**BRANO DEL DOCUMENTO**.
>>>

Precisiamo, inoltre, che non avevano ottenuto alcun risultato positivo le argomentazioni giuridiche presentate agli Amministratori comunali (20), le lettere agli Assessori, gli incontri con funzionari e operatori, gli articoli pubblicati su giornali e riviste, le interrogazioni presentate al Parlamento ed ai Consigli regionali e comunali, gli interventi svolti in occasione di convegni e conferenze, i volanti­naggi.

Nessun esito aveva avuto, altresì, l’intervento del Difensore civico della Regione Piemonte, al quale il Presidente dell’Unione per la lotta contro l’emarginazione sociale aveva indirizzato il rapporto redatto dal Capo del Servizio sanitario ausiliario, dal quale risultava che presso l’Istituto di riposo per la vecchiaia, gestito direttamente dal Comune di Torino, nessun ricoverato era autosufficiente, tutti erano colpiti da patologie: anzi il 26% dei ricoverati ne aveva più di una. Di conseguenza, trattandosi di persone malate, non solo non doveva essere versata alcuna somma dai parenti, ma nemmeno dai ricoverati.

Nonostante tutti i tentativi operati (note inviate al Responsabile dell’Ussl ed agli Assessori regionale e comunale alla sanità e all’assistenza, incontro con l’Assessore all’assistenza del Comune di Torino avvenuto il 20 giugno 1988, contatto diretto con il Sindaco del 12 ottobre dello stesso anno), al Difensore civico nessuno inviò una risposta.

<<<

**ESTRATTO DEI DATI**.
>>>

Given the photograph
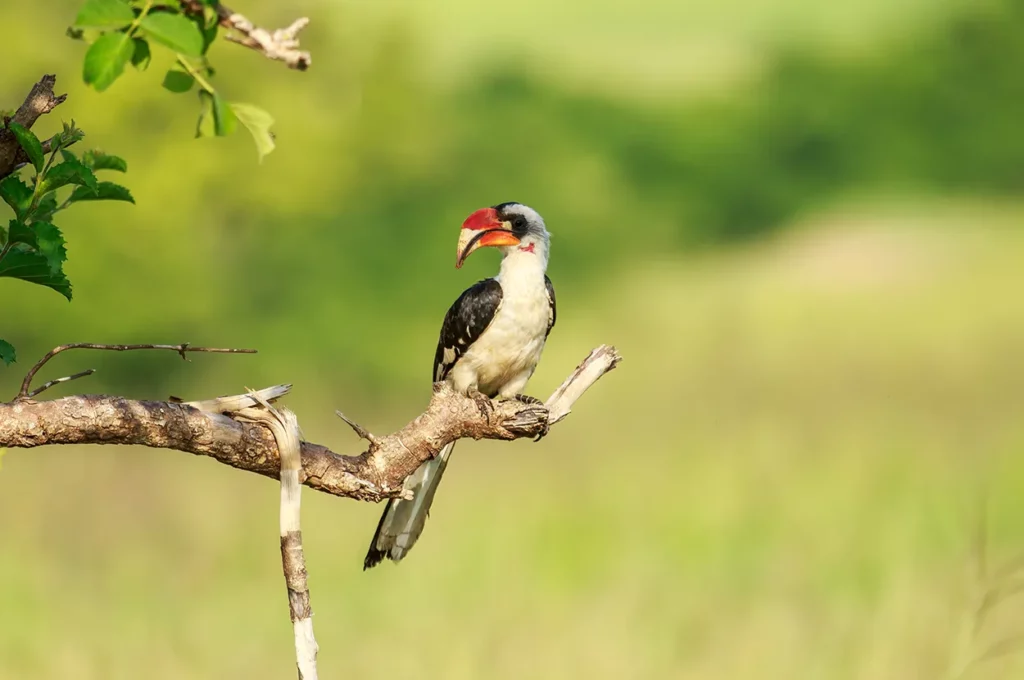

<<<

**ESERCIZI DA SVOLGERE**.
**A.** Secondo il brano del documento, in che data avvenne l'incontro con l'Assessore all'assistenza del Comune di Torino?
**B.** Trascrivi dal brano del documento il passo che comincia con "Precisiamo, inoltre, che" e finisce con "conferenze, i volanti­naggi.".
Il materiale proviene da un'altra fonte.

**RISPOSTE PER ESERCIZIO**.
**A.** Il 20 giugno 1988.

**B.**
Precisiamo, inoltre, che non avevano ottenuto alcun risultato positivo le argomentazioni giuridiche presentate agli Amministratori comunali (20), le lettere agli Assessori, gli incontri con funzionari e operatori, gli articoli pubblicati su giornali e riviste, le interrogazioni presentate al Parlamento ed ai Consigli regionali e comunali, gli interventi svolti in occasione di convegni e conferenze, i volanti­naggi.